Copy out nothing but the line containing "Where can the rocky" and the lines that follow it to the end of the entries, exactly as they stand.

Dataset entries
»»

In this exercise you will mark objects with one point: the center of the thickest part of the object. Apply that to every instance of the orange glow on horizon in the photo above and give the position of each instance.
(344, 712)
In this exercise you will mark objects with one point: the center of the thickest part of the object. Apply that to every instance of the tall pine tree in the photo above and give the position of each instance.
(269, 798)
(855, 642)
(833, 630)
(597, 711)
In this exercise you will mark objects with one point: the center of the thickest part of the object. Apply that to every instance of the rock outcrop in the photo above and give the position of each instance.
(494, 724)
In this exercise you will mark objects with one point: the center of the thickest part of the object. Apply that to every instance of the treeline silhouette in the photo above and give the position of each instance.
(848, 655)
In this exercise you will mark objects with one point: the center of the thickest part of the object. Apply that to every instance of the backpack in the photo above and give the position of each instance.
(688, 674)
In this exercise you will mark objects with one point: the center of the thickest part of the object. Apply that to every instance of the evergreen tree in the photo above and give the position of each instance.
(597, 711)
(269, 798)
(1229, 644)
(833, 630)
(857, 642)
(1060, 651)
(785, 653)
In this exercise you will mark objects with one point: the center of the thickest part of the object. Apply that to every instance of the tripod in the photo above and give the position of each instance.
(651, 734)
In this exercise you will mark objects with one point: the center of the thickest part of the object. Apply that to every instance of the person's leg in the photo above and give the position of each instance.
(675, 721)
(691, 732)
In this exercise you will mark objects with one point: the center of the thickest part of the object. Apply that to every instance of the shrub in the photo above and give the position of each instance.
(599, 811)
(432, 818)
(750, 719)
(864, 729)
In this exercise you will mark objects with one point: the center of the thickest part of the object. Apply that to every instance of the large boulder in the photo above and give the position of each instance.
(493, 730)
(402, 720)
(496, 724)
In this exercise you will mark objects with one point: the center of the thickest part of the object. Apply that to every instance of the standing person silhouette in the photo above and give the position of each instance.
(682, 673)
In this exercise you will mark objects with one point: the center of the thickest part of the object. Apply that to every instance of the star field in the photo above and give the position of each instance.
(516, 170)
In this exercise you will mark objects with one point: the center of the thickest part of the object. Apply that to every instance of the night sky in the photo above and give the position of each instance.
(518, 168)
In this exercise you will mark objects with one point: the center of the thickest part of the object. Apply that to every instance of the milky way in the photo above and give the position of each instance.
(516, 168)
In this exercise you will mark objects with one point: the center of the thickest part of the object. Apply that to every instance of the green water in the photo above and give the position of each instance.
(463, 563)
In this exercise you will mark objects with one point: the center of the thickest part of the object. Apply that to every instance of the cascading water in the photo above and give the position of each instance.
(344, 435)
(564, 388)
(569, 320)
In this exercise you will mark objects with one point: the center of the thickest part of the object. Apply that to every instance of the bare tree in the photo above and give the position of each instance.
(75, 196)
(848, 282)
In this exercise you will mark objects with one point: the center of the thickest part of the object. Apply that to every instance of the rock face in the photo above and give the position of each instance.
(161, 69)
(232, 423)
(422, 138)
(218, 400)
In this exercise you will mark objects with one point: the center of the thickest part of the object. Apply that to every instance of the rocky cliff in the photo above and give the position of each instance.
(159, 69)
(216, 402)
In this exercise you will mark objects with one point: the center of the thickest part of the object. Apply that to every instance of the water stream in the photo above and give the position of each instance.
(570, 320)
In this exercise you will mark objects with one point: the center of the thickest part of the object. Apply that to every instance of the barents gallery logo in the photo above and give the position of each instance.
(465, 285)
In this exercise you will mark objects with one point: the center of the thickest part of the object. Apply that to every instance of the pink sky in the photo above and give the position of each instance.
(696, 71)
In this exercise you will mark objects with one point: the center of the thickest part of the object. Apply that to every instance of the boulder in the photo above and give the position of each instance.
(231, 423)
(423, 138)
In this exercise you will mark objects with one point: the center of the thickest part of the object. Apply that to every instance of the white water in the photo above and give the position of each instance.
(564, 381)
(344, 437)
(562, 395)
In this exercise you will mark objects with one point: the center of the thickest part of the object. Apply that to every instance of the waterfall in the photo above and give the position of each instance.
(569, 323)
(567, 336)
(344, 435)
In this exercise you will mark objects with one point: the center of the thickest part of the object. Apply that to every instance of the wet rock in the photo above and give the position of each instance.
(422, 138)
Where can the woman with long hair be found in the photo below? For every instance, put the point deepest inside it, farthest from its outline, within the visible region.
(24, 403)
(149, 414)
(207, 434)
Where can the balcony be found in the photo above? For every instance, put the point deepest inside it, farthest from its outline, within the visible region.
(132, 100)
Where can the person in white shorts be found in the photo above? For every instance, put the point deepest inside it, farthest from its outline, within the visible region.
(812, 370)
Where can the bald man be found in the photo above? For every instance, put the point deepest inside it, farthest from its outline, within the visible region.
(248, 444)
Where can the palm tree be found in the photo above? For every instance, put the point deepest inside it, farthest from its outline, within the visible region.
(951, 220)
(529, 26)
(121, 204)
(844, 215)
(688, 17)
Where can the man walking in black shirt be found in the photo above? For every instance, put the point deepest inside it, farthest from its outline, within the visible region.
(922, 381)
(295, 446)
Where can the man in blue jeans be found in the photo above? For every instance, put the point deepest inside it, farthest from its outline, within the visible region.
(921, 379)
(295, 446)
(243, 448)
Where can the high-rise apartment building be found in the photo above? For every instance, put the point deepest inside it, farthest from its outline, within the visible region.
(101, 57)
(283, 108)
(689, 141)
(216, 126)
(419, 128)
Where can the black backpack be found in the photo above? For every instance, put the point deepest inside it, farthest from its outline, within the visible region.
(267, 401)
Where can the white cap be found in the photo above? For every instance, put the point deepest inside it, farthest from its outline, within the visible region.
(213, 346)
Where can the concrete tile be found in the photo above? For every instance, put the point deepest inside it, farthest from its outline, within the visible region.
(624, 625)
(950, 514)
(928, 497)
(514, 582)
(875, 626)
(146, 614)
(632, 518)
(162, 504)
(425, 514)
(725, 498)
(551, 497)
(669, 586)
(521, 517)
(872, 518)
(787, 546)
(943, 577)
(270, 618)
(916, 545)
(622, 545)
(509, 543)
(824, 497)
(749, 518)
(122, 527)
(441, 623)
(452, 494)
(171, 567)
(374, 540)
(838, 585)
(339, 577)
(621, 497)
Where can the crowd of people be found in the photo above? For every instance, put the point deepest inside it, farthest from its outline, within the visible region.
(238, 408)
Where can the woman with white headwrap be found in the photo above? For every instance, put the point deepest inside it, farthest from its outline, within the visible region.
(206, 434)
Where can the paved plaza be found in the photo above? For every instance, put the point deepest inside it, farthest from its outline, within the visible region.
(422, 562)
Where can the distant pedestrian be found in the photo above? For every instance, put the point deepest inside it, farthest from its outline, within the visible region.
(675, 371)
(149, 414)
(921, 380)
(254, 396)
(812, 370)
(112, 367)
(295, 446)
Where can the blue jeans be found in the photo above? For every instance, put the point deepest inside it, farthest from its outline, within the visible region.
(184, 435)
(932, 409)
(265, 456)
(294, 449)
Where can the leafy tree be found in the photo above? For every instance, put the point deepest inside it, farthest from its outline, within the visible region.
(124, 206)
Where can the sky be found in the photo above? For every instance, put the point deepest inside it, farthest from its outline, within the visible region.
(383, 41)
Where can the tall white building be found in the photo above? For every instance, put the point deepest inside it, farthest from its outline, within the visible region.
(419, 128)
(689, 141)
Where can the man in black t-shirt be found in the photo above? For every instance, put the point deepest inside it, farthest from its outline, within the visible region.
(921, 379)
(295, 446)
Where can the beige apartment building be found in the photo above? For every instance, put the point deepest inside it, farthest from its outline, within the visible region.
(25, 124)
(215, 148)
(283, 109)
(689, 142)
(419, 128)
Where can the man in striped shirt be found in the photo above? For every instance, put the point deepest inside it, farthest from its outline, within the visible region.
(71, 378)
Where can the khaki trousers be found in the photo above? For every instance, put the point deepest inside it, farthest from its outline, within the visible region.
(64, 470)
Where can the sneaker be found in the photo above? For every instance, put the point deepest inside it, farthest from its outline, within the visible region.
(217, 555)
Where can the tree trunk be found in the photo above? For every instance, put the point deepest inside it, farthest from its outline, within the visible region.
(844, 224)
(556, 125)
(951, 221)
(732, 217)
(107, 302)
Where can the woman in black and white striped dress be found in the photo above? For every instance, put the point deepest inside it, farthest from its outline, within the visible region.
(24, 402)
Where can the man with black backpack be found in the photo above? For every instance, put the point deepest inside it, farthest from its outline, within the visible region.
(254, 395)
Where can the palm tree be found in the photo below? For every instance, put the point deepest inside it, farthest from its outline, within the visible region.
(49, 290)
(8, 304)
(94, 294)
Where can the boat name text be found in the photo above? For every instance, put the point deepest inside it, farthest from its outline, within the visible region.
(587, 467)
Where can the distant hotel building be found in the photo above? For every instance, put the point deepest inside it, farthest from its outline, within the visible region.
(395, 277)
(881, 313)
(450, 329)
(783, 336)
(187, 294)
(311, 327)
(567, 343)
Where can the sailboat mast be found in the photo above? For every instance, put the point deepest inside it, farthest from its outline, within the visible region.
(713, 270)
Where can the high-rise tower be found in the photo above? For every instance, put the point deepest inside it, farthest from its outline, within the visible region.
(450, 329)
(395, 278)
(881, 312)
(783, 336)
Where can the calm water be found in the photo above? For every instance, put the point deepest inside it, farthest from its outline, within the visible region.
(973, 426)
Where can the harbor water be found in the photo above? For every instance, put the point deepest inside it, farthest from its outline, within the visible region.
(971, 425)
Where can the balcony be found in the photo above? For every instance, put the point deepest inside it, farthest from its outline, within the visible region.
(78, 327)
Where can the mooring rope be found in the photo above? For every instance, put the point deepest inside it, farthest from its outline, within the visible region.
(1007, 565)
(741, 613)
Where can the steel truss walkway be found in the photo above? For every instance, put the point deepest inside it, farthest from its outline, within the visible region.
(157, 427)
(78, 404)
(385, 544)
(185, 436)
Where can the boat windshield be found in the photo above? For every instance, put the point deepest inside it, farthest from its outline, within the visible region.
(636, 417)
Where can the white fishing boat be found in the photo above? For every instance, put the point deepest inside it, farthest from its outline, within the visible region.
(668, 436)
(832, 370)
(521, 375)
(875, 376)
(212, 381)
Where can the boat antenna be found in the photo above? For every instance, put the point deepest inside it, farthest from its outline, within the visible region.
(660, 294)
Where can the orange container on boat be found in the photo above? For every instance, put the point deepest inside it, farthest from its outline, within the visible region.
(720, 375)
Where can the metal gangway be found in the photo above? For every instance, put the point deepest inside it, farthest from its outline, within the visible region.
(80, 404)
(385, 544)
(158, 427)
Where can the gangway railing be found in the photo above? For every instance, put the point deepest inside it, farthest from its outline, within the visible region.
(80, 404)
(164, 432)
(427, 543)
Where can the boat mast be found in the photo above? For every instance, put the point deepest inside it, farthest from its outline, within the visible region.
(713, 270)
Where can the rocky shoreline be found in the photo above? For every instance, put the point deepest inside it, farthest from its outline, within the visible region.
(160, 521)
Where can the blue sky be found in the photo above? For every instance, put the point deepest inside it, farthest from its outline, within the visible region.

««

• [Finished task]
Where can the rocky shoreline be found in the photo above? For every instance, put the point deepest inside it, farthest from its outline, within the visible region.
(160, 521)
Where can the blue sky be found in the photo above? For every instance, put the point deepest inside it, farthest from its outline, within the visible region.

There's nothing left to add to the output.